▶ TASK DESCRIPTION
Copy out all of the data below, including every line of instructions, and shift each point coordinate in the answers by adding 28 to it.

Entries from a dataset
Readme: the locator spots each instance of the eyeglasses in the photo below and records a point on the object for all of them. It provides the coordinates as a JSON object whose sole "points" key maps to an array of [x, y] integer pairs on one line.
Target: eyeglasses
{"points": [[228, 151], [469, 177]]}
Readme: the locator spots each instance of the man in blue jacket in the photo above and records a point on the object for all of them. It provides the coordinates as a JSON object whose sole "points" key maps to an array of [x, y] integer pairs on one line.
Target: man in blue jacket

▶ TASK RESULT
Readme: the locator spots each instance of the eyeglasses in the photo below and records a point on the object for all of them. It provides the coordinates as a JSON object whose sole "points" key maps to an array of [x, y] integer pairs on one line.
Target: eyeglasses
{"points": [[256, 179], [497, 205]]}
Readme: the locator spots each instance of the man in blue jacket in the photo above and records a point on the object for all of them. It provides the coordinates as a JSON object whose sole "points" key maps to an array of [x, y] integer pairs on one line.
Target: man in blue jacket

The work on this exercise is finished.